RE: Internal playback
April 26, 2015 at 9:10 am
(This post was last modified: April 26, 2015 at 9:13 am by emjay.)
(April 26, 2015 at 8:23 am)robvalue Wrote: Wow, that's very interesting. Thanks!
It is so frustrating when I know damn well that I have the information I need in my brain, but I can't find it. I can't do a search function. I can't really do anything, except stop thinking about it. That seems to get me there the quickest. When I become aware I am thinking, I get kind of self conscious and the process starts seeming ridiculous.
Happens to me all the time too

Once you've forgotten the triggers then finding them again is not going to be easy and would take a lot of detective work. The only way I think is with a process of deduction. I would try to think about what would be most likely to 'progress the state' from a neural network point of view.
One thought is to look for something that would be common to many aspects of the memory, i.e. if it's interconnected it will share its activation with the other related aspects and 'prime' them making them easier to activate. But that's not all there is to it because that may not be the initial step: it may share with everything but it might not get them above the firing threshold.
+-------+
**TASK DESCRIPTION:**
In the forum post, rewrite the passage starting at "One thought is" and ending at "the firing threshold.", replacing "interconnected" with "linked".

[A block of data]
+-------+
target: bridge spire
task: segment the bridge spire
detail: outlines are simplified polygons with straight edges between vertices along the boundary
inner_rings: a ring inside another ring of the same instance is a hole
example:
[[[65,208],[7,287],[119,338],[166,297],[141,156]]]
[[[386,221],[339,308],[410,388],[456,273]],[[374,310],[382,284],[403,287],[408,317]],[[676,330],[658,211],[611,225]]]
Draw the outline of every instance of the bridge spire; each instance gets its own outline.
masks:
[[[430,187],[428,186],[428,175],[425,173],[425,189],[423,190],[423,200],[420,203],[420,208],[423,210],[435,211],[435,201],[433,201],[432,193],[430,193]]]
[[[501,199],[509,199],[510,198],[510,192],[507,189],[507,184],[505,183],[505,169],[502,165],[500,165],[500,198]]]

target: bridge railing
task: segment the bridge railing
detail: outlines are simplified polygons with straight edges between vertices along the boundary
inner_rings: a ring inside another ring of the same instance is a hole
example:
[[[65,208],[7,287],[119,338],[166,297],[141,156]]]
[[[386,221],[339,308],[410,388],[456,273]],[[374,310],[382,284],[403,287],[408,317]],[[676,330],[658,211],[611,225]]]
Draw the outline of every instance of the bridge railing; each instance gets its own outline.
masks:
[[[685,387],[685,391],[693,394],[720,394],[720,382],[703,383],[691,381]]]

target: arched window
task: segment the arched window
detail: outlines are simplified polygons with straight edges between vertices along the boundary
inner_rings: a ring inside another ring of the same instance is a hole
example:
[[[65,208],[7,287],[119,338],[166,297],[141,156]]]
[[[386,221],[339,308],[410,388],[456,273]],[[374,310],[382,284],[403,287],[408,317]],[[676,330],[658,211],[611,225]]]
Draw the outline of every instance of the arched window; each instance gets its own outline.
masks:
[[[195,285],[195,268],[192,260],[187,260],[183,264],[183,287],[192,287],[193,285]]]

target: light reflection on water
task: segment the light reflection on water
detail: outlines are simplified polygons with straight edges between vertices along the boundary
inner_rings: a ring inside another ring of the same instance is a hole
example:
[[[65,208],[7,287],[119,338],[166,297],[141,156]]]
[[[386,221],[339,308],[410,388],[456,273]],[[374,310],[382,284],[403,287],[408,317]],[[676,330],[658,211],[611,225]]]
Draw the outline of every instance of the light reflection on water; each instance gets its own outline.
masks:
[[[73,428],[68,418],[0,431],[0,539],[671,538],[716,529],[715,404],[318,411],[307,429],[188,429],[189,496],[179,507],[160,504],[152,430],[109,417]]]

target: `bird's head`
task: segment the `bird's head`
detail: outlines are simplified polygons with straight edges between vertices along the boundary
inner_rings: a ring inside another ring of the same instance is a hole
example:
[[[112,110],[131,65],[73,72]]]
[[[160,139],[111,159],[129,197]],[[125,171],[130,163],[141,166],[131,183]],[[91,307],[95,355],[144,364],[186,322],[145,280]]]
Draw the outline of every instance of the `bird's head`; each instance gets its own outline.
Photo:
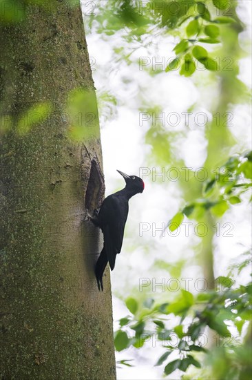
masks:
[[[145,189],[145,182],[142,178],[136,175],[128,175],[120,170],[117,171],[124,178],[127,189],[132,189],[136,194],[143,193]]]

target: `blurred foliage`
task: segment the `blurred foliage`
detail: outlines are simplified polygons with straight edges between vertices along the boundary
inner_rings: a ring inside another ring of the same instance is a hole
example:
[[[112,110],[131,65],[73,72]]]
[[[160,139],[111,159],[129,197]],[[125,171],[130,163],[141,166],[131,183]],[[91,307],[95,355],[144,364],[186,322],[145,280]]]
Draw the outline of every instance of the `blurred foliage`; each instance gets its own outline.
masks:
[[[229,274],[216,278],[211,228],[230,208],[246,204],[251,186],[251,152],[230,153],[235,143],[230,128],[231,111],[237,104],[250,100],[248,89],[238,77],[239,60],[246,53],[239,44],[244,25],[237,15],[237,4],[229,0],[98,1],[96,12],[87,19],[91,32],[101,33],[107,41],[115,35],[121,41],[114,50],[114,59],[128,65],[136,63],[132,54],[138,48],[149,51],[151,39],[156,44],[157,37],[167,37],[168,41],[173,36],[174,55],[167,55],[166,68],[154,70],[146,64],[142,69],[151,76],[158,77],[165,70],[168,75],[178,72],[196,77],[200,93],[206,83],[210,84],[210,89],[211,84],[216,86],[212,102],[206,107],[211,118],[201,128],[207,141],[204,180],[198,178],[198,172],[187,168],[180,154],[180,142],[191,131],[191,123],[174,130],[169,123],[154,122],[149,117],[160,117],[164,110],[159,104],[145,101],[139,107],[149,120],[145,143],[150,147],[149,166],[156,164],[159,173],[161,168],[171,167],[180,172],[177,184],[182,191],[182,207],[170,219],[168,228],[175,231],[186,218],[208,228],[207,235],[198,230],[200,243],[193,249],[209,287],[197,295],[182,289],[175,298],[174,292],[167,291],[167,300],[161,303],[157,294],[154,299],[148,298],[147,292],[137,295],[134,292],[134,297],[125,301],[130,314],[119,321],[115,347],[118,352],[132,346],[140,349],[148,347],[153,339],[159,341],[165,352],[156,365],[163,367],[165,375],[179,370],[184,379],[246,380],[251,372],[251,286],[236,285],[235,281],[238,273],[249,269],[251,252],[237,258]],[[198,104],[193,104],[187,111],[198,110]],[[188,169],[187,172],[182,168]],[[176,264],[160,260],[154,269],[167,270],[176,277],[187,265],[187,260]],[[120,365],[123,364],[120,361]]]
[[[240,20],[229,16],[235,4],[235,0],[101,0],[95,3],[96,12],[90,15],[88,25],[93,32],[107,36],[120,32],[128,43],[136,41],[143,45],[149,36],[179,32],[181,39],[174,48],[176,57],[166,71],[180,67],[180,74],[189,77],[198,63],[210,71],[220,69],[218,56],[211,57],[199,44],[223,44],[221,32],[227,24],[241,29]],[[123,48],[120,53],[123,55]]]
[[[252,186],[252,151],[231,157],[202,187],[202,198],[187,205],[169,222],[170,231],[182,223],[184,216],[198,221],[205,212],[222,217],[231,205],[241,203],[241,196]]]
[[[214,177],[204,182],[202,199],[186,205],[174,216],[168,224],[169,229],[178,228],[185,216],[199,220],[212,212],[220,217],[229,205],[241,203],[242,195],[249,193],[252,184],[251,158],[251,151],[231,157]],[[252,285],[236,285],[234,278],[235,271],[240,274],[251,269],[251,252],[239,258],[240,262],[231,267],[229,276],[215,279],[213,289],[193,295],[182,289],[174,299],[171,301],[167,297],[167,302],[162,303],[154,298],[145,299],[141,304],[132,297],[126,299],[130,314],[119,321],[116,350],[140,348],[151,341],[159,341],[165,351],[156,365],[162,365],[166,375],[176,370],[185,372],[193,365],[199,372],[182,379],[249,380],[252,369]],[[150,281],[144,287],[149,285]],[[174,321],[178,321],[176,325]],[[210,347],[207,329],[214,332],[215,342]],[[169,361],[174,352],[178,359]]]

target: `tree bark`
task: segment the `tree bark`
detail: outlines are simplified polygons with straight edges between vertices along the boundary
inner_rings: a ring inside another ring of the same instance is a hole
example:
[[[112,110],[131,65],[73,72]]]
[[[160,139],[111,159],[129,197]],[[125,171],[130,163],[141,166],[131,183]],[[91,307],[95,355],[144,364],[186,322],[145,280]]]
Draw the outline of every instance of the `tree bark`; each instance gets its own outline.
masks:
[[[19,10],[1,27],[1,379],[113,379],[109,271],[100,293],[102,236],[82,221],[104,181],[81,8]]]

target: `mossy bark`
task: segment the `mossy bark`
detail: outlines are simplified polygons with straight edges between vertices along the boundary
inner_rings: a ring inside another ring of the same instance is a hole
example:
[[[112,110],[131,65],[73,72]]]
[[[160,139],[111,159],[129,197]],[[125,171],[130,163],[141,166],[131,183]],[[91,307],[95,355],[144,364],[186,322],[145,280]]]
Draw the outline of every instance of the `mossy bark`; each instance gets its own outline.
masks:
[[[65,117],[70,91],[94,84],[80,7],[50,4],[1,27],[1,378],[110,380],[109,272],[99,293],[102,236],[82,221],[104,195],[100,136],[72,140]]]

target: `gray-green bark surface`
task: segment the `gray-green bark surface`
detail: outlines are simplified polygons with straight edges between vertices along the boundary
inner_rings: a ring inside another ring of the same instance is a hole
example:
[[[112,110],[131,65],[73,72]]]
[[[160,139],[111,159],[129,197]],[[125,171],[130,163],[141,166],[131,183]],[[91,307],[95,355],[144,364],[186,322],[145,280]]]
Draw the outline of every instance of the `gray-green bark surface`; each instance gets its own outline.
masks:
[[[84,121],[90,137],[76,142],[65,114],[70,91],[94,99],[94,84],[80,8],[50,3],[1,27],[1,375],[110,380],[109,271],[99,293],[102,236],[82,222],[104,195],[98,124]],[[21,117],[29,125],[28,110],[43,102],[48,116],[20,131]],[[83,115],[97,121],[88,104]]]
+-------+
**EXPECTED ANSWER:**
One thought is to look for something that would be common to many aspects of the memory, i.e. if it's linked it will share its activation with the other related aspects and 'prime' them making them easier to activate. But that's not all there is to it because that may not be the initial step: it may share with everything but it might not get them above the firing threshold.